TEXT TO READ
....

Russia's hudna with the Muslim world

             

 

By Spengler

Janus-like, Russian President Vladimir Putin showed two faces toward Islam last week. In a historic and widely reported visit to Riyadh on February 11, Putin announced that "Russia is determined to enhance cooperation with the Islamic world". As a multi-ethnic and multi-religious country, he added, Russia has long experience in fostering cooperation between faiths and ethnicities, adding, "Russia is bent on pursuing this approach in all regions, including the Middle East and the Gulf."

In an equally historic but little-reported action, on Thursday Putin installed as acting president of Chechnya the strongman Ramzan Kadyrov, whose private army allegedly murders and abducts enemies of the regime with impunity. The son of a Muslim rebel, the bete noire of human-rights advocates, Kadyrov embodies internal policy toward its Muslim population. It is the same policy that Russia pursued these three centuries past.

....

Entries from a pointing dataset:
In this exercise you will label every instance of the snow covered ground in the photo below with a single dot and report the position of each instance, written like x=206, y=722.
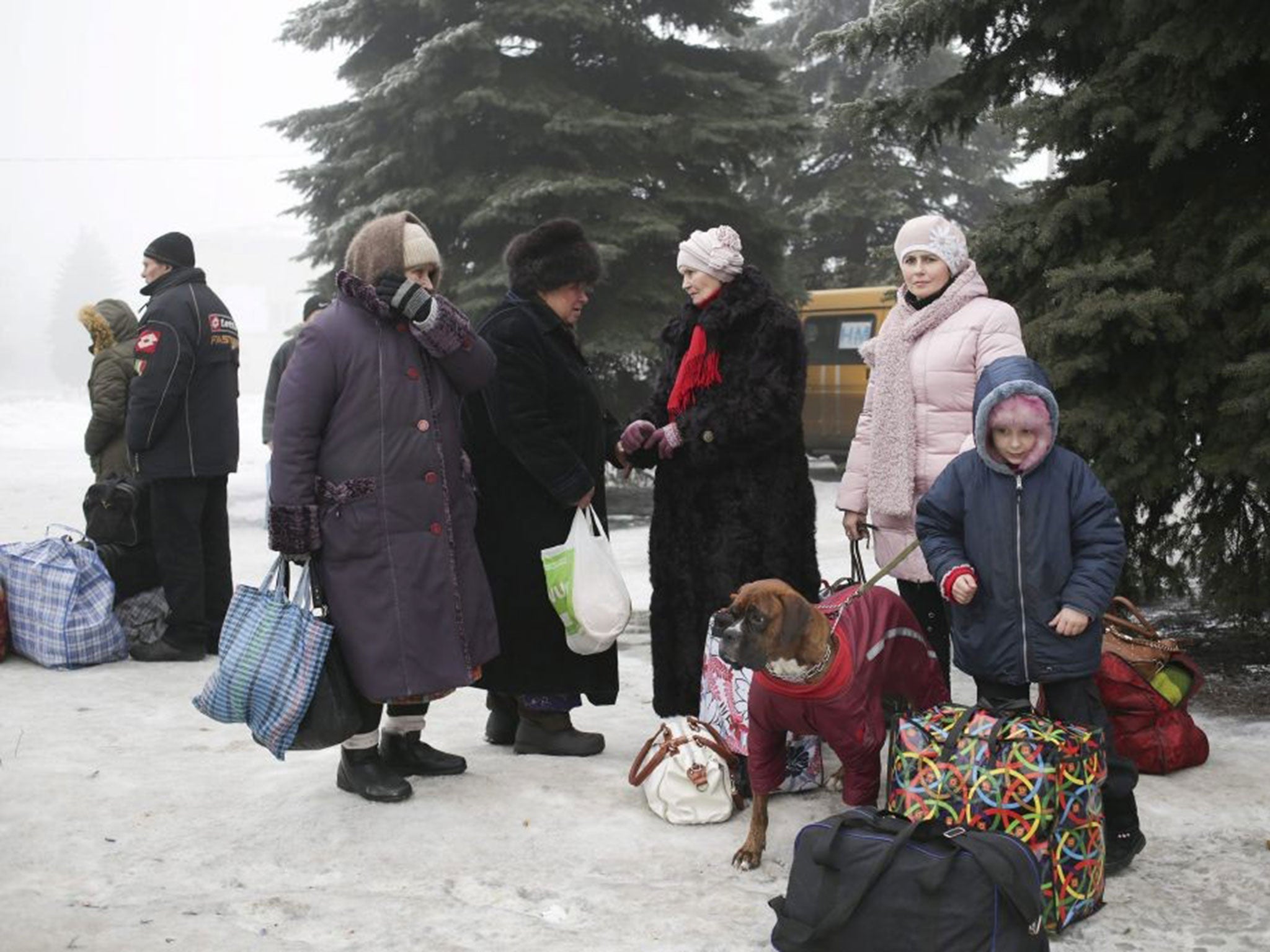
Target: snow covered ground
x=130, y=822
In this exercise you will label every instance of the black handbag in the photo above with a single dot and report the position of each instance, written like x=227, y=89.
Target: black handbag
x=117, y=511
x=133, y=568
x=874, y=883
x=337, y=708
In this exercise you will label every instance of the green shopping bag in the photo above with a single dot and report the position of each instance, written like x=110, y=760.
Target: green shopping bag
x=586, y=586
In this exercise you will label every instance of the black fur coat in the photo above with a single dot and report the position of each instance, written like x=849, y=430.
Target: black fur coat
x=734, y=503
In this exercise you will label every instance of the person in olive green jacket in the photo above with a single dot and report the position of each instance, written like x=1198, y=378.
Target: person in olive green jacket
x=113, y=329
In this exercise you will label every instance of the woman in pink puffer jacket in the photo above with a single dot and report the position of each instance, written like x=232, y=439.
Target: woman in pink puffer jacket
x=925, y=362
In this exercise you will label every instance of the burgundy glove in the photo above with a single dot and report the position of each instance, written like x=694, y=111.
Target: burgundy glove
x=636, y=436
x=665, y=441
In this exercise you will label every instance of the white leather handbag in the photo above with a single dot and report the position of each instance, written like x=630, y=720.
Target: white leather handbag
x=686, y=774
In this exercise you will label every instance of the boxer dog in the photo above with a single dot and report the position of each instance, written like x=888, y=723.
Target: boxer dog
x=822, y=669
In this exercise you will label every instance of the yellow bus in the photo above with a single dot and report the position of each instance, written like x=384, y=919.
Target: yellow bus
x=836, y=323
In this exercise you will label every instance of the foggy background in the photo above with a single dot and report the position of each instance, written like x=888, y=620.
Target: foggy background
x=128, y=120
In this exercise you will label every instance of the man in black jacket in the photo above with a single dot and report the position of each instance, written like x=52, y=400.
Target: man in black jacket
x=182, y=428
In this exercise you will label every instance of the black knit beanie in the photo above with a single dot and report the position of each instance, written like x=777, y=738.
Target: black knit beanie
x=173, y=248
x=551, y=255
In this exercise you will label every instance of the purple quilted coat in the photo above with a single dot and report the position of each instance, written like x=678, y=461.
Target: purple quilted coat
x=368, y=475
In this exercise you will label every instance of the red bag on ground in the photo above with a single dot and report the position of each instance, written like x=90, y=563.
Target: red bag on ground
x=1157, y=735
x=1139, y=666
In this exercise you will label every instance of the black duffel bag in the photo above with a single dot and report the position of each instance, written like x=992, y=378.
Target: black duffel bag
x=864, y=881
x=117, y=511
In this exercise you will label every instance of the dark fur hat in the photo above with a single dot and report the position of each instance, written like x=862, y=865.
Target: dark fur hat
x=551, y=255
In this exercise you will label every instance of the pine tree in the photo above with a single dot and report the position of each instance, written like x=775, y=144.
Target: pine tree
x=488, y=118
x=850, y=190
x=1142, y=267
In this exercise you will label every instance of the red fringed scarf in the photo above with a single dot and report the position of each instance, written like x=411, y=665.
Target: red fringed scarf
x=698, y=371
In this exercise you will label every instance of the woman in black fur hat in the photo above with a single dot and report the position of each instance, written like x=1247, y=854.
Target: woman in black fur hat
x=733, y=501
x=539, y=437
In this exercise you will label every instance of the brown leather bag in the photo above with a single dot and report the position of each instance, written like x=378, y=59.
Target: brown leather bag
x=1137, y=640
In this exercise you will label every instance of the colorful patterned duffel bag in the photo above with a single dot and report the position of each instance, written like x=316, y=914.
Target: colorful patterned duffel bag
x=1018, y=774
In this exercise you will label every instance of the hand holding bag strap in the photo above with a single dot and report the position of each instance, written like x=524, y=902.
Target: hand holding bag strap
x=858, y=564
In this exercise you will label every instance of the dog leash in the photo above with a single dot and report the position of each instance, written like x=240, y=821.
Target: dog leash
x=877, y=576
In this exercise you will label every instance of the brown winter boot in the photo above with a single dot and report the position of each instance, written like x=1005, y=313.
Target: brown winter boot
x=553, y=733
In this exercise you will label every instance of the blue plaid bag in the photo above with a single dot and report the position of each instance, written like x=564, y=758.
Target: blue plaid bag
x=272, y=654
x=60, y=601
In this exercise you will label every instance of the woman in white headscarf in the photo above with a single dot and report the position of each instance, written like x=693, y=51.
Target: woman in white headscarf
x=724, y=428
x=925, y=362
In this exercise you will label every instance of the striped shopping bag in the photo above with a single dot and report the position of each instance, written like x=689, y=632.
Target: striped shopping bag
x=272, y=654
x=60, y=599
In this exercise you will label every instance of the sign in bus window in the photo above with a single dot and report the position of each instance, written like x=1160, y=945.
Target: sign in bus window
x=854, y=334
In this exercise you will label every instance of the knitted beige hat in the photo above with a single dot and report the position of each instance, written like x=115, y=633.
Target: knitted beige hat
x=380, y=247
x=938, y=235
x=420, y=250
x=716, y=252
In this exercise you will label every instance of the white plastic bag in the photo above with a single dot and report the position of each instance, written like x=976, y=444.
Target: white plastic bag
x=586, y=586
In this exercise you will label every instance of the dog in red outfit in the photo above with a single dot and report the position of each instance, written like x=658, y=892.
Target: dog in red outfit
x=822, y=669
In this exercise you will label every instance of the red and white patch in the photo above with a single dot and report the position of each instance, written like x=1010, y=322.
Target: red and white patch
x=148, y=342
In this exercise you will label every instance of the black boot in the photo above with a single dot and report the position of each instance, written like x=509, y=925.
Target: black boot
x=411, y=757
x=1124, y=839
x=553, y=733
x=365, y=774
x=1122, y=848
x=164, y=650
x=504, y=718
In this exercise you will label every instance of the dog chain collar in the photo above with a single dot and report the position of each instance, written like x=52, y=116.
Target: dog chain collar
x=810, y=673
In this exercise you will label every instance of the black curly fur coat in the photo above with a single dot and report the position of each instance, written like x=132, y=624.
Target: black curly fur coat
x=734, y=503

....

TASK LIST
a – Translate this sentence from the text on Russia's dealings with the Muslim world into French: "It is the same policy that Russia pursued these three centuries past."
b – Extend the column on Russia's hudna with the Muslim world, picking up after its last sentence.

EXERCISE RESULTS
a – C'est la même politique que la Russie a menée au cours de ces trois derniers siècles.

b –
Russia does not propose to ally with the Muslim world against the United States. Putin's initiative should be thought of as a hudna, a brief truce in a long war. With justification, Putin cites Russia's experience with the Islamic world. It has been enmeshed in imperial ventures on its southern border for 300 years and now stands at the frontier between Islam and the Western world. The new Chechnya offers a likelier model for the new Middle East than the Bush administration's delusional pursuit of democracy. Russian troops killed between 35,000 and 100,000 civilians in the first Chechen war of 1994-96, and half a million were driven from their homes. Dead and displaced Chechens, that is, comprised roughly half the population. Another 5,000 or so died in the second Chechen war of 1999-2000, when Russian forces leveled the capital city, Grozny.

In Kadyrov Russia has found a local overlord who actually will do what the late Israeli prime minister Yitzhak Rabin vainly hoped that Yasser Arafat would do: deal swiftly of the local hotheads who get out of line. Putin and his colleagues have bested Israel's death toll during the Palestinian intifadas by two orders of magnitude. Putting Kadyrov, 30, in charge of what remains of Chechnya adds insult to injury.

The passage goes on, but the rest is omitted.